Can you copy every one of the records below word for word, keeping each line as it is?

** Begin Supplied entries **

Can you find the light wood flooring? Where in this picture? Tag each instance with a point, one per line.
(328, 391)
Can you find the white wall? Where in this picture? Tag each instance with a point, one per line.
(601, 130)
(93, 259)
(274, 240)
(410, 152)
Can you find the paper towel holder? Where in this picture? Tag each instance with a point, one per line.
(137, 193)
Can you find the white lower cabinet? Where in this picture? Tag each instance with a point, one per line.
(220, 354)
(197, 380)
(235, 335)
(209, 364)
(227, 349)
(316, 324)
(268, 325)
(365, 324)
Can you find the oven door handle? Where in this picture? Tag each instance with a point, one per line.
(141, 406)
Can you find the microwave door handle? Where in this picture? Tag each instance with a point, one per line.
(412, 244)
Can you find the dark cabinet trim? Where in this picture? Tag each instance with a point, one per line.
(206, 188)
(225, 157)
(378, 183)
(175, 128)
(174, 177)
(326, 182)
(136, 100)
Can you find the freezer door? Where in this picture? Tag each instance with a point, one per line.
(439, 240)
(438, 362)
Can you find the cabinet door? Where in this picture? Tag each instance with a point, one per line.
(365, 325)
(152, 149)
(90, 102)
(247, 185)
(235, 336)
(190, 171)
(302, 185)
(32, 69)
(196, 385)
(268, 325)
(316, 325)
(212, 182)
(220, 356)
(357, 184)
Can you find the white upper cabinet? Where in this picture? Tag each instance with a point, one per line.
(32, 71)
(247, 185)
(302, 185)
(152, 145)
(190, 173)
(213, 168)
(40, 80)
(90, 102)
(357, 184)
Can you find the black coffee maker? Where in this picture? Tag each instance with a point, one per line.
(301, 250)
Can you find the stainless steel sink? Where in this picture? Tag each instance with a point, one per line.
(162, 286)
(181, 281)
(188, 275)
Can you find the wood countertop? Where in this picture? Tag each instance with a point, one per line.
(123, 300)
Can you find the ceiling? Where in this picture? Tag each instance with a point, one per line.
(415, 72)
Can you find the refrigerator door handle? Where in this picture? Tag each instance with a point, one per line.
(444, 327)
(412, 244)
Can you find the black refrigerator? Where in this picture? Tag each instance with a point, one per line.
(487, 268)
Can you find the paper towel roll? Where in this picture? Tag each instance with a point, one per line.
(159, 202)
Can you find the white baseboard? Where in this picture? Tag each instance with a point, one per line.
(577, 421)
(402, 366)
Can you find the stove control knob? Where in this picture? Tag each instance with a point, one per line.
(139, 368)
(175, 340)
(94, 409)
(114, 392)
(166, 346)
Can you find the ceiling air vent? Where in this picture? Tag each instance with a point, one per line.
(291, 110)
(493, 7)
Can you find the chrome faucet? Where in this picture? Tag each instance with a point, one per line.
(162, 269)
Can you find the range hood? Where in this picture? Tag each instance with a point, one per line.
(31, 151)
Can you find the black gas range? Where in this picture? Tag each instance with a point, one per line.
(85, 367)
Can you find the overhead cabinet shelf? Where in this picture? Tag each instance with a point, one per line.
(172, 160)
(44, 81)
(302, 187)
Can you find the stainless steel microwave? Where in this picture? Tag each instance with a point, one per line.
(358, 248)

** End Supplied entries **

[Output below]
Can you find the light wood flooring? Where in this picture? Tag each instance with a point, one per line.
(328, 391)
Can you find the white wall? Where in this picture? Tag each instance with a point, one per line.
(601, 130)
(93, 259)
(274, 240)
(410, 152)
Can you find the paper towel holder? Where in this picture? Tag each instance with a point, one per line.
(137, 193)
Can you find the white lower cabinet? Where in this picture? Tag each instance with a point, one per line.
(220, 354)
(197, 380)
(235, 335)
(209, 364)
(227, 349)
(316, 324)
(268, 325)
(365, 324)
Can you find the oven door handle? Where in this picture? Tag each instance with a point, one per line.
(141, 406)
Can you find the microwave door handle? Where in this picture? Tag each instance with a point, one per line.
(412, 244)
Can you find the dark cabinet trim? Where in this picture? Tag each instance with a point, one per line.
(206, 188)
(225, 157)
(378, 183)
(175, 128)
(174, 177)
(326, 182)
(136, 100)
Can you find the freezer door? Where in this picture? Tag each instance with a point, one per line.
(439, 240)
(438, 362)
Can you find the cabinet door? Where in this picture? Tag each instance with a point, one per line.
(365, 325)
(152, 149)
(90, 102)
(247, 185)
(235, 336)
(190, 171)
(302, 185)
(32, 69)
(196, 385)
(268, 325)
(316, 325)
(212, 182)
(220, 356)
(357, 184)
Can you find the white upper cabinet? Where in this picture? Tag each instance with a point, one per line.
(32, 71)
(247, 185)
(302, 185)
(152, 145)
(190, 173)
(213, 168)
(40, 80)
(90, 102)
(357, 184)
Can you find the black coffee maker? Where in this picture? Tag each instance with a point, one per line.
(301, 250)
Can you find the stainless steel sink? Where in this picture? Tag each instance with a point, one per line.
(162, 286)
(181, 281)
(188, 275)
Can you find the wood countertop? Where in this picture? Tag each instance with a point, one per line.
(123, 300)
Can you find the ceiling? Where in this picture? Tag each instance with a point, one per line.
(415, 72)
Can you find the refrigerator door handle? Where in this picture? Tag each instance with a point, one per line.
(444, 327)
(412, 244)
Can you find the black refrigerator? Where in this picture? Tag each instance with a point, one per line.
(487, 268)
Can you find the paper towel roll? Where in this picture? Tag each instance with a point, one per line.
(159, 202)
Can you find the white baseboard? Where in this picture? Tag each instance with a point, one per line.
(577, 421)
(402, 366)
Can you find the stove control knob? Where in this picture? Tag each instance with a point, one per line.
(139, 368)
(175, 340)
(94, 409)
(114, 392)
(166, 346)
Can you find the ceiling air vent? Where in this picture? Tag each instance with a point, one per line.
(291, 110)
(493, 7)
Can you find the chrome faucet? Where in this picture? Tag each instance with a point, one per line.
(162, 269)
Can you find the range hood? Where in this picture? Tag each instance with a point, one per line.
(31, 151)
Can you find the black gas range? Where in this picture? Tag each instance with a point, one per line.
(85, 367)
Can you find the overhead cabinet shelf? Where in this picture? Tag each instance with a point, one per line.
(172, 160)
(44, 81)
(302, 187)
Can you find the stainless steel microwave? Where in this picture? Tag each instance with a point, one per line.
(358, 248)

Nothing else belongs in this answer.